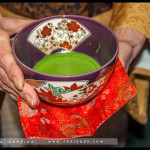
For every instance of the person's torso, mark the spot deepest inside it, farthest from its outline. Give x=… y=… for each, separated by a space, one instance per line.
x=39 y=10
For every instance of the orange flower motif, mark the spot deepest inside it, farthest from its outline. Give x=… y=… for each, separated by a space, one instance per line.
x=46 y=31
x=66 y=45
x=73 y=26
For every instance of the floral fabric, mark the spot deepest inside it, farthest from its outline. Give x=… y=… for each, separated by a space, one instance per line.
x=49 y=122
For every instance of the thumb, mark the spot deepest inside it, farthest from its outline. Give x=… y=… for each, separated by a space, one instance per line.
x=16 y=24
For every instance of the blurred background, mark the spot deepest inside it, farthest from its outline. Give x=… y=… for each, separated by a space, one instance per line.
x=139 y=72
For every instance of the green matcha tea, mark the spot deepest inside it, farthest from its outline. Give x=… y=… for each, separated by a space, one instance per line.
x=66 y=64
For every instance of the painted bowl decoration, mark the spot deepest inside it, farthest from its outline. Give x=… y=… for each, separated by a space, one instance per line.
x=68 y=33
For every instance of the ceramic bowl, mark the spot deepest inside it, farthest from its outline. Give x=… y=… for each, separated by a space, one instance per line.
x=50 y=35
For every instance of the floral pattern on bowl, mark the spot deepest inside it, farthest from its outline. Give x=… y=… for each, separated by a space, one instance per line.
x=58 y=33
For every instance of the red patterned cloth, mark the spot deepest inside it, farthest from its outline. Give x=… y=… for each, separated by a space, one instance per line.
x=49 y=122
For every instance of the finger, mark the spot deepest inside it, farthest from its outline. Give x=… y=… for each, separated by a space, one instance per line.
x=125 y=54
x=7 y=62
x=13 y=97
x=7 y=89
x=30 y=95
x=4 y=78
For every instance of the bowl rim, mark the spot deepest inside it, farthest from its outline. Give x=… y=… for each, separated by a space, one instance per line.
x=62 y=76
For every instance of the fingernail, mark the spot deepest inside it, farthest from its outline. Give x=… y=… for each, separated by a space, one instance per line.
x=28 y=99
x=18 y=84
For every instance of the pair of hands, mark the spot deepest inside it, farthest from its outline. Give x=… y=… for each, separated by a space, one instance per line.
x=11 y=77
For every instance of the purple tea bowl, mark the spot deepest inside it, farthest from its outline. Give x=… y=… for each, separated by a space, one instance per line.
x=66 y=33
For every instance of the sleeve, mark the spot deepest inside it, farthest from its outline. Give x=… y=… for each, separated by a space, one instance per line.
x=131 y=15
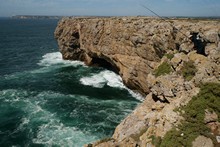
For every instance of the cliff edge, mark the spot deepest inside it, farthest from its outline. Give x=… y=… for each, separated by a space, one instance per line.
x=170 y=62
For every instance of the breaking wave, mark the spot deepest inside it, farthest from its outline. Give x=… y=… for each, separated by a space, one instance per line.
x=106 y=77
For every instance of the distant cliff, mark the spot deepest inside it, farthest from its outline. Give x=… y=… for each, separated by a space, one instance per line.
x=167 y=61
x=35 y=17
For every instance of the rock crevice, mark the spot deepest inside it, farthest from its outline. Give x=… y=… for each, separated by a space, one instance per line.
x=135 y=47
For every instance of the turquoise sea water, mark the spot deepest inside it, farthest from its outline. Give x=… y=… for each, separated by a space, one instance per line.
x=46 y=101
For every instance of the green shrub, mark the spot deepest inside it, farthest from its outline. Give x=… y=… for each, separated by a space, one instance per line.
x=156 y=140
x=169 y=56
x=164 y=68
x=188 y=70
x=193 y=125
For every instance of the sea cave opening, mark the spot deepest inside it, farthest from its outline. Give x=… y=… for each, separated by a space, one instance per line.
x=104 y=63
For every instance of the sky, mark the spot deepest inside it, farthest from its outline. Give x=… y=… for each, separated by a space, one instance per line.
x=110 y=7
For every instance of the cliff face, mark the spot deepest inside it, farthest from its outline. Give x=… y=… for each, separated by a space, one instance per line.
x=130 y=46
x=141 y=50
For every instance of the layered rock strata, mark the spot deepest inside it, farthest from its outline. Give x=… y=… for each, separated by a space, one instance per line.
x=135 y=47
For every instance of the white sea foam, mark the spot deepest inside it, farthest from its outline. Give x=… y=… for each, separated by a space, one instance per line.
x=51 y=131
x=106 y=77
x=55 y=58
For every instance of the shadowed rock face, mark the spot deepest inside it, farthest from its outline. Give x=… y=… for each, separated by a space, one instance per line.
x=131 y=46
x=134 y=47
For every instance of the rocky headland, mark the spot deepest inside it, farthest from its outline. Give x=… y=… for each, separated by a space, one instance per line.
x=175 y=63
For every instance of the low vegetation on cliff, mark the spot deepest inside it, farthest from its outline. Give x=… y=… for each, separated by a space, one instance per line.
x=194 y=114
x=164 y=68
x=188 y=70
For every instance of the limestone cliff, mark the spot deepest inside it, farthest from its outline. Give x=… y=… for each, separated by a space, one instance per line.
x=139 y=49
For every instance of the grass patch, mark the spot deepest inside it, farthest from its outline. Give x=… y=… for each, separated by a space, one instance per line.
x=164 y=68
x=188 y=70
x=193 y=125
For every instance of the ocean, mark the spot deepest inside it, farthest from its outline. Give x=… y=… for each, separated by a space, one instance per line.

# # # # # # #

Work to complete — Reproduce every line of the data above word for word, omitting the pictures.

Answer for the task —
For every instance of the person's torso, mark the spot deepest inside it, farthest from its outline. Give x=… y=… for each, separated by a space, one instance per line.
x=39 y=10
For every instance of the orange flower motif, mark the spot deepest inside it, farthest from its outline. Give x=… y=… for each, separated by a space, one instance per line.
x=46 y=31
x=66 y=45
x=73 y=26
For every instance of the floral fabric, mark the spot deepest inside it, farthest from its outline. Give x=… y=… for each, separated by a space, one instance per line.
x=49 y=122
For every instance of the thumb, mark the spot deepest inside it, farthest from its outline. Give x=… y=… for each, separated by a space, one instance per line.
x=16 y=24
For every instance of the blurred background, mark the spot deepest inside it, farthest from its outline. Give x=… y=… for each, separated by a space, one instance per line.
x=139 y=72
For every instance of the green matcha tea, mark the spot deepest inside it, farthest from its outline. Give x=… y=… for each, separated by a space, one instance per line.
x=66 y=64
For every instance of the painted bowl decoration, mark the spot deepest inside it, farthest from its outline. Give x=… y=… for each, separated by a space, one instance per line.
x=68 y=33
For every instance of the ceramic bowl, mark the spot deepest inside it, farthest from its outline. Give x=… y=… for each, separated by a space, one instance per line.
x=50 y=35
For every instance of the floral pattern on bowl, mark the spot deepest inside it, farthest from its outline. Give x=… y=… for each, separated by a space, one instance per line.
x=58 y=33
For every instance of the red patterned cloth, mark the spot deepest inside it, farthest from its outline. Give x=… y=… for each, separated by a space, one instance per line.
x=49 y=122
For every instance of the finger, mark the spot deepest inside it, farthest from its outline. Give x=… y=… for each, separated by a space, one instance per line.
x=125 y=54
x=7 y=62
x=13 y=97
x=7 y=89
x=30 y=95
x=4 y=78
For every instance of the bowl rim, mark the spot deepest inside it, farthest from its outline. Give x=… y=… for each, separated by a space, one instance per line.
x=62 y=76
For every instance of the fingernail, mark the spot deepest inside it, farthest from its outline. Give x=… y=… for each, separated by a space, one instance per line.
x=28 y=99
x=18 y=84
For every instance of the pair of hands, mark the spot deepest inside it, farthest from its outline. Give x=… y=… for each, separated by a space, one instance per line.
x=11 y=77
For every instance of the purple tea bowl, mark the spot deepest inside it, farthest from its outline. Give x=… y=… for each, separated by a space, one instance per line.
x=66 y=33
For every instance of the sleeve, mark the spot deepest inside it, farthest from its outline. Give x=… y=… for each, separated by a space, one instance per line.
x=131 y=15
For every instance of the cliff edge, mark the spot deepest inside it, farthest from its outline. Give x=… y=… for each, separated by a space, one instance per line.
x=170 y=62
For every instance of the breaking wave, mark the spot deepest inside it, farthest from its outline. Give x=… y=… for each, separated by a space, one instance per line.
x=106 y=77
For every instance of the distant cliff, mark the spot deepest inside it, farthest from its outline. Give x=… y=… for each, separated by a space, one instance per line.
x=167 y=61
x=35 y=17
For every instance of the rock crevice, mark the spot deepest inside it, farthest from its outline. Give x=… y=… for each, separated by a space, one instance per line.
x=135 y=47
For every instance of the turquoise sea water, mark the spot deepest inside it, farthest from its outline. Give x=… y=… for each, separated by a space, one instance per line.
x=46 y=101
For every instance of the green shrub, mark the spot deepest inside it, farthest from its outline. Give x=… y=… for each, separated by a space, one instance per line.
x=156 y=140
x=169 y=56
x=164 y=68
x=188 y=70
x=193 y=125
For every instance of the sea cave opening, mark the spot deepest inside it, farthest from its outline. Give x=… y=… for each, separated by a space, one instance per line.
x=104 y=63
For every instance of the sky, mark the spot deepest inside it, farthest from its outline. Give x=… y=… for each, separated by a space, one instance per line.
x=110 y=7
For every instance of the cliff face, mark the spot deepest inside it, farthest from its outline. Give x=… y=… for each, separated by a space, one instance per line.
x=130 y=46
x=141 y=50
For every instance of the layered rock strata, mark the spot deepest inside it, farthest from its outline. Give x=… y=… for each, separated by a space, one instance per line.
x=135 y=47
For every instance of the white sea foam, mark the spot deepest inside it, farthest from its outline. Give x=… y=… for each, separated by a space, one instance per line.
x=51 y=131
x=106 y=77
x=55 y=58
For every instance of the shadowed rock face, mark the spot deepest inside it, farthest from its outline. Give x=… y=… for each, separated by a space, one instance per line.
x=131 y=46
x=134 y=47
For every instance of the rocky headland, mark the spot deepest inside it, farthest from its outline. Give x=… y=… for each, separated by a space, one instance per line.
x=175 y=63
For every instance of the low vegetation on cliff, mark the spot deepest inside it, farthest from its outline. Give x=… y=… for each, separated by a space, one instance per line.
x=194 y=114
x=164 y=68
x=188 y=70
For every instance of the limestone cliff, mark the spot deepest inside it, farthest from its outline. Give x=… y=… for each, separated by a space, one instance per line.
x=139 y=49
For every instance of the grass patch, mark the spot deepest inside it, farthest from its outline. Give x=… y=… for each, separated by a space, one instance per line.
x=164 y=68
x=188 y=70
x=193 y=125
For every instance of the ocean, mark the spot deepest inside it, farthest from its outline. Give x=… y=… for each, separated by a space, one instance per line.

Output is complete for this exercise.